[Excerpts from a dataset]
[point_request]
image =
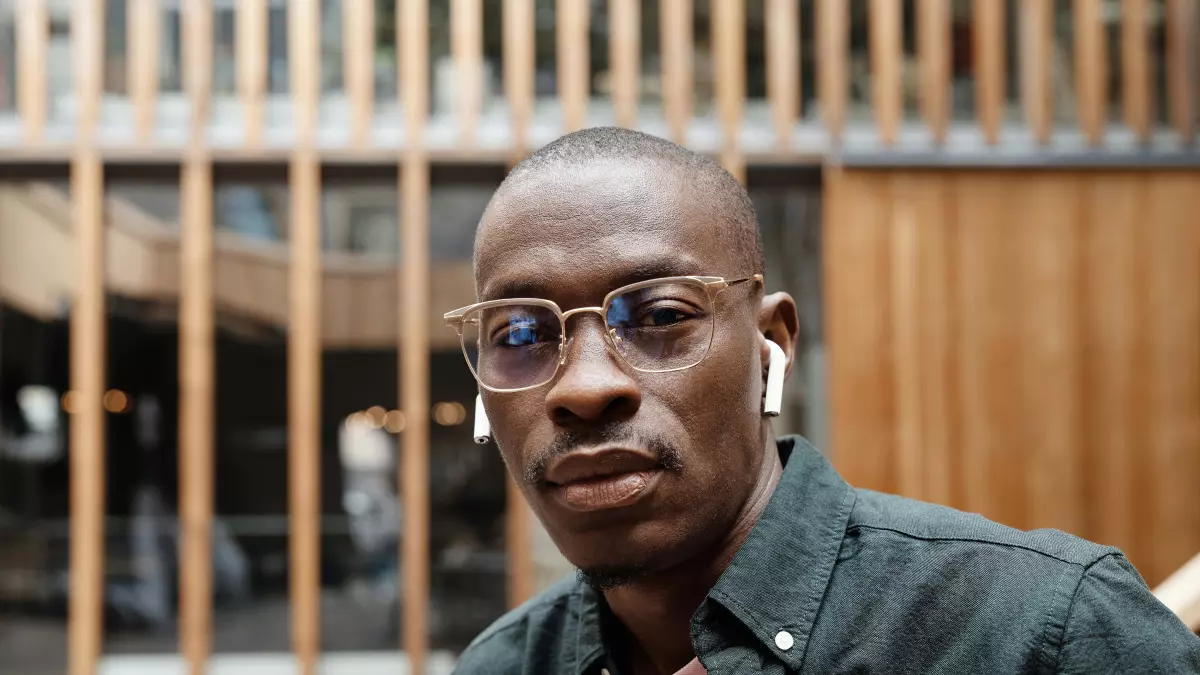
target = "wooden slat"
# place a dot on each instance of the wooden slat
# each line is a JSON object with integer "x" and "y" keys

What is being asked: Look through the entries above for the word "wooden". Copy every line where it shows up.

Output below:
target = "wooden slat"
# place a dot on each instance of the wooden slat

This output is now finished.